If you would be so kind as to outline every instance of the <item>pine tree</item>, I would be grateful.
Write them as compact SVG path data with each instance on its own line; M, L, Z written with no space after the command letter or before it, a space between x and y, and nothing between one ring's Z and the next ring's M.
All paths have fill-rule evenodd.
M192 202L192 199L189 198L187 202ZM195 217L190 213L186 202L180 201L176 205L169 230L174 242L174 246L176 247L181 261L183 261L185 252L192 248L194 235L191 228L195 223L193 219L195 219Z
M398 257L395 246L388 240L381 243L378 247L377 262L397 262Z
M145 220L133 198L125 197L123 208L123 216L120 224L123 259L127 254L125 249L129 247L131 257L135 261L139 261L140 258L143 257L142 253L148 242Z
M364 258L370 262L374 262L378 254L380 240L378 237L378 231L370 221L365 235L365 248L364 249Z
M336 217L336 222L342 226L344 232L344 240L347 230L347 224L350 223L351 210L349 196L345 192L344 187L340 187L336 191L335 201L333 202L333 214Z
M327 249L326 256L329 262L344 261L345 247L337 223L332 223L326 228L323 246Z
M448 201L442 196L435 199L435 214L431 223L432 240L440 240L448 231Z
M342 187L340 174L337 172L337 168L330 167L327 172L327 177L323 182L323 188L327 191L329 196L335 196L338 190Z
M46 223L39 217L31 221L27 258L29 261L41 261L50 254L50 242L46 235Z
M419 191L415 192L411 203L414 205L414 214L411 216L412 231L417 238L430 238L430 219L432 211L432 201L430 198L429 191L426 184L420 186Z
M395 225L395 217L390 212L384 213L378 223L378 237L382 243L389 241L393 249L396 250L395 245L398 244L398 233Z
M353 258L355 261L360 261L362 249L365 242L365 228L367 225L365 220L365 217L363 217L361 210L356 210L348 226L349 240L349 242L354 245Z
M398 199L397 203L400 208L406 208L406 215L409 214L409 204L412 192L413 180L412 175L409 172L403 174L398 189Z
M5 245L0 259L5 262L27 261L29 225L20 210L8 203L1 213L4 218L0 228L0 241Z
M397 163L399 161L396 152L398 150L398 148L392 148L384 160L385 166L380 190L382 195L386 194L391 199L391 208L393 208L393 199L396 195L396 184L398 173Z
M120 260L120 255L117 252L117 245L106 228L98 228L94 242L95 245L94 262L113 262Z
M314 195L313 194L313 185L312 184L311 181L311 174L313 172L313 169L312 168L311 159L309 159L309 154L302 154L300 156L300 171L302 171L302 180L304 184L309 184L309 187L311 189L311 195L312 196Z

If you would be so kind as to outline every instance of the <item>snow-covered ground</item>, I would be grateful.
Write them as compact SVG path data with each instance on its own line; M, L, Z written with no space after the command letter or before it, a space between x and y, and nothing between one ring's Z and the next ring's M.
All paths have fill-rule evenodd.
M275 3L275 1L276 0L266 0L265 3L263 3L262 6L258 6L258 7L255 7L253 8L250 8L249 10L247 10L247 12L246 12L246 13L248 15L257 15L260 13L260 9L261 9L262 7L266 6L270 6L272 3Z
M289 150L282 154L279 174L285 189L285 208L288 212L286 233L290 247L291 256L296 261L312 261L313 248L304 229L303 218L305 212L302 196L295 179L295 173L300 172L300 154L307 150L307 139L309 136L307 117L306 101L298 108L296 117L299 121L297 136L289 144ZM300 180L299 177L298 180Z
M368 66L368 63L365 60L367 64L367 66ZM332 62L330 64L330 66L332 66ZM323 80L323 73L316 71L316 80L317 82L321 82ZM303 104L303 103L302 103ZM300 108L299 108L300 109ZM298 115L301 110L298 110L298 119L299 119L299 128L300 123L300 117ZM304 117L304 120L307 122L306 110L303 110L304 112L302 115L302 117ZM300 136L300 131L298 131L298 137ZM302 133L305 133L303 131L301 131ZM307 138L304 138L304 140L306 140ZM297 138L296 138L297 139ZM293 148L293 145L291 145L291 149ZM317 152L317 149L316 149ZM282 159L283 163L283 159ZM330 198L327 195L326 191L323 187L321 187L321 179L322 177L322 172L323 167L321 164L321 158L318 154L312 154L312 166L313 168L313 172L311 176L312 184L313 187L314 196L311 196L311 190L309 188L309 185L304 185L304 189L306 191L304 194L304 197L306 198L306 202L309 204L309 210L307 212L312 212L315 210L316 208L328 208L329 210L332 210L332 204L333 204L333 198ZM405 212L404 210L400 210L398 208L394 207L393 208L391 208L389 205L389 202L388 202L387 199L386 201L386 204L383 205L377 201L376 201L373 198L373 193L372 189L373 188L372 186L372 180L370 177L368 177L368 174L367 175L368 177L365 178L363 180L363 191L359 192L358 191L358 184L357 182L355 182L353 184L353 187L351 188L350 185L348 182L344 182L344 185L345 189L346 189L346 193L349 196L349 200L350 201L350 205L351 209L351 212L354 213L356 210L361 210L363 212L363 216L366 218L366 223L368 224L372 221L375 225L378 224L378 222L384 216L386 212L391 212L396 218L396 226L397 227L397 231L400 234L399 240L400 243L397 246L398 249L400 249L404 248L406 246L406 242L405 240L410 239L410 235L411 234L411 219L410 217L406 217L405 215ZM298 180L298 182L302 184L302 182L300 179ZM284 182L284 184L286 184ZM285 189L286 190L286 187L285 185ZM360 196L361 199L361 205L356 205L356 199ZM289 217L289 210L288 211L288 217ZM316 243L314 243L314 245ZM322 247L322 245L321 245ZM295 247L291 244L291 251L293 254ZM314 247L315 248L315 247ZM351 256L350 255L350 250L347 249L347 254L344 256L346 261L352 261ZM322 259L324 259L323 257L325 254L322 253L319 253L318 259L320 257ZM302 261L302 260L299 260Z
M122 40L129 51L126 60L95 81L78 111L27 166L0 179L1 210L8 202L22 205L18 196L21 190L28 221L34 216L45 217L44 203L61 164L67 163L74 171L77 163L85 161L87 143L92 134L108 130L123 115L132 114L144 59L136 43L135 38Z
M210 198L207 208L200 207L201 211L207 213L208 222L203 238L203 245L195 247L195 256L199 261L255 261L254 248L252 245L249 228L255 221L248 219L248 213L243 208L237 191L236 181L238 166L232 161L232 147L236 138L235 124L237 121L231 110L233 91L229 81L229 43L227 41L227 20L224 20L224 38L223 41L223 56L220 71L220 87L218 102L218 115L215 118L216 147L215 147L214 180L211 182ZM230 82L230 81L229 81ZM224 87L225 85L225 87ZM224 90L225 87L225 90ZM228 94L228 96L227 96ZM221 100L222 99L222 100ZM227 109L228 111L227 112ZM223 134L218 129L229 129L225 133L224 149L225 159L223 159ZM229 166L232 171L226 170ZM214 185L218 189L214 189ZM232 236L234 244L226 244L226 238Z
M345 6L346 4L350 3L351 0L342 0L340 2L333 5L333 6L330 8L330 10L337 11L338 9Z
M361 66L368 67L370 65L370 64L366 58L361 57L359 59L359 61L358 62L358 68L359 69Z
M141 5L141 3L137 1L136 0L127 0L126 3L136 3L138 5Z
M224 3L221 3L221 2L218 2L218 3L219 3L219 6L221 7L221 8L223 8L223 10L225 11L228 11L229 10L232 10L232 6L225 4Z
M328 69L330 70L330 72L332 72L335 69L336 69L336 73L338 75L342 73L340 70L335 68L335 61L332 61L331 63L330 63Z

+++

▶ Exercise aim
Copy out every line of the records above, character for character and with nothing changed.

▶ Full answer
If you would be so kind as to outline every instance of the <item>pine tree</item>, I would be grateful.
Write them as compact SVG path data with each instance on its own line; M, L, Z written with no space after the command letter or before it, a space between x and y, and nothing between one ring's Z and the next ring's M.
All paths have fill-rule evenodd.
M192 202L192 199L189 198L187 202ZM195 217L190 213L186 202L180 201L176 205L169 230L174 242L174 246L176 247L181 261L183 261L185 252L192 248L194 235L191 228L195 223L193 219L195 219Z
M398 257L395 246L388 240L381 243L378 247L377 262L397 262Z
M145 220L133 198L125 197L123 208L123 216L120 224L123 259L127 254L125 249L129 247L131 257L135 261L139 261L140 258L143 257L142 253L148 242Z
M364 258L370 262L374 262L378 254L380 240L378 237L378 231L370 221L365 235L365 248L364 249Z
M336 217L336 222L342 226L344 232L344 240L347 230L347 224L350 223L351 210L349 196L345 192L344 187L340 187L336 191L335 201L333 202L333 214Z
M327 249L326 256L329 262L344 261L345 247L337 223L332 223L326 228L323 246Z
M448 201L442 196L435 199L435 214L431 223L432 240L440 240L448 231Z
M342 187L340 174L337 172L337 168L330 167L327 172L327 177L323 182L323 188L327 191L329 196L335 196L338 190Z
M46 223L39 217L31 221L27 258L29 261L41 261L50 254L50 242L46 235Z
M419 191L415 192L411 203L414 205L414 214L411 216L412 231L417 238L430 238L430 219L432 211L432 201L430 198L429 191L426 184L420 186Z
M395 225L395 217L390 212L384 213L378 223L378 237L382 243L389 241L393 249L396 250L395 245L398 244L398 233Z
M353 258L355 261L360 261L362 249L365 242L365 228L367 225L365 220L365 217L363 217L361 210L356 210L348 226L349 240L349 242L354 245Z
M398 199L397 203L400 208L406 208L406 215L409 214L409 204L412 192L413 180L412 175L409 172L403 174L398 189Z
M5 245L0 259L5 262L27 261L29 225L20 210L8 203L1 213L4 218L0 228L0 241Z
M397 163L399 161L396 152L398 150L398 148L392 148L384 160L385 166L380 190L382 195L386 194L391 199L391 208L393 208L393 199L396 195L396 184L398 173Z
M120 260L120 255L117 252L117 245L106 228L98 228L94 242L95 245L94 262L113 262Z
M314 195L313 194L313 185L312 184L311 181L311 174L313 172L313 169L312 168L311 159L309 159L309 154L302 154L300 156L300 171L302 171L302 180L304 184L309 184L309 187L311 189L311 195L312 196Z

If you would be so kind as to outline every instance of the <item>snow-covered ground</item>, I would be grateful.
Write them as compact SVG path data with each instance on its own line; M, L, Z written with no space after the command letter or before it, a space between x and y, and nothing between one ring's Z and the next ring's M.
All paths have fill-rule evenodd.
M275 3L275 1L276 0L266 0L265 3L263 3L262 6L258 6L258 7L255 7L253 8L250 8L249 10L247 10L247 12L246 12L246 13L248 15L257 15L260 13L260 9L261 9L262 7L266 6L270 6L272 3Z
M289 150L282 154L279 174L285 189L285 208L288 212L286 233L290 247L291 256L296 261L312 261L313 248L304 229L303 218L305 212L302 196L295 179L295 173L300 172L300 154L307 150L307 139L309 136L307 117L306 101L298 108L296 117L299 121L297 136L289 144ZM300 180L299 177L298 180Z
M368 66L368 63L365 60L367 64L367 66ZM332 62L330 64L330 66L332 66ZM323 80L323 73L316 71L316 80L317 82L321 82ZM303 104L303 103L302 103ZM300 108L299 108L300 109ZM298 115L301 110L298 110L298 119L299 119L299 128L300 123L300 117ZM304 117L304 120L307 122L306 110L303 110L304 112L302 115L302 117ZM300 136L300 131L298 131L298 137ZM302 133L305 133L303 131L301 131ZM307 138L304 138L304 140L306 140ZM297 138L296 138L297 139ZM293 148L293 145L291 145L291 149ZM317 152L317 149L316 149ZM282 159L283 163L283 159ZM330 198L327 195L326 191L323 187L321 187L321 179L322 177L322 172L323 167L321 164L321 158L318 154L312 154L312 166L313 168L313 172L311 176L312 184L313 187L314 196L311 196L311 190L309 188L309 185L304 185L304 189L306 191L304 194L304 197L306 198L306 202L309 204L309 210L307 212L312 212L315 210L316 208L328 208L329 210L332 210L332 204L333 204L333 198ZM405 212L404 210L400 210L398 208L394 207L393 208L391 208L389 205L389 202L388 202L387 199L386 201L386 204L383 205L377 201L376 201L373 198L373 193L372 189L373 188L372 186L372 180L370 177L368 177L368 174L367 175L368 177L365 178L363 180L363 191L359 192L358 191L358 184L357 182L355 182L353 184L353 187L351 188L350 185L348 182L344 182L344 185L345 189L346 189L346 193L349 196L349 200L350 201L350 205L351 209L351 212L354 213L356 210L361 210L363 212L363 216L366 218L366 223L368 224L372 221L375 225L378 224L378 222L384 216L386 212L391 212L396 218L396 226L397 227L397 231L400 234L399 240L400 243L397 246L398 249L400 249L404 248L406 246L406 242L405 240L410 239L410 235L411 234L411 219L410 217L406 217L405 215ZM298 180L298 182L302 184L302 182L300 179ZM284 182L284 184L286 184ZM285 189L286 190L286 187L285 185ZM360 196L361 199L361 205L356 205L356 199ZM289 217L289 210L288 211L288 217ZM316 243L314 243L314 245ZM322 247L322 245L321 245ZM295 247L291 244L291 251L293 254ZM314 247L315 248L315 247ZM351 256L350 255L350 250L347 249L347 254L344 256L346 261L352 261ZM322 259L324 259L323 257L325 254L322 253L319 253L318 259L320 257ZM302 261L302 260L299 260Z
M122 40L129 51L126 60L95 81L78 111L27 166L0 179L1 210L8 202L22 205L18 196L21 190L28 221L34 216L45 217L44 203L61 164L67 163L74 171L77 163L85 161L87 143L92 134L108 130L123 115L132 114L144 59L136 43L135 38Z
M210 198L207 208L200 207L201 211L207 213L208 222L203 238L203 245L195 247L195 256L199 261L255 261L254 248L252 245L249 228L255 221L248 219L248 213L243 208L237 191L236 181L238 166L232 161L232 147L236 138L235 124L237 121L231 110L233 91L229 81L229 43L227 41L227 20L224 20L224 38L223 41L223 56L220 71L220 87L218 102L218 115L215 118L216 147L215 147L214 180L211 182ZM230 82L230 81L229 81ZM224 87L225 85L225 87ZM224 90L225 87L225 90ZM228 94L228 96L227 96ZM221 100L222 99L222 100ZM227 109L228 111L227 112ZM223 134L218 129L229 129L225 133L224 149L225 159L223 159ZM229 166L232 171L226 170ZM214 185L218 189L214 189ZM232 236L234 244L226 244L226 238Z
M345 6L346 4L350 3L351 0L342 0L340 2L333 5L333 6L330 8L330 10L337 11L338 9Z
M361 66L368 67L370 65L370 64L366 58L361 57L359 59L359 61L358 62L358 68L359 69Z
M141 5L141 3L137 1L136 0L127 0L126 3L136 3L138 5Z
M224 3L221 3L221 2L218 2L218 3L219 3L219 6L221 7L221 8L223 8L223 10L225 11L228 11L229 10L232 10L232 6L225 4Z
M328 69L330 70L330 72L332 72L335 69L336 69L336 73L338 75L342 73L340 70L335 68L335 61L332 61L331 63L330 63Z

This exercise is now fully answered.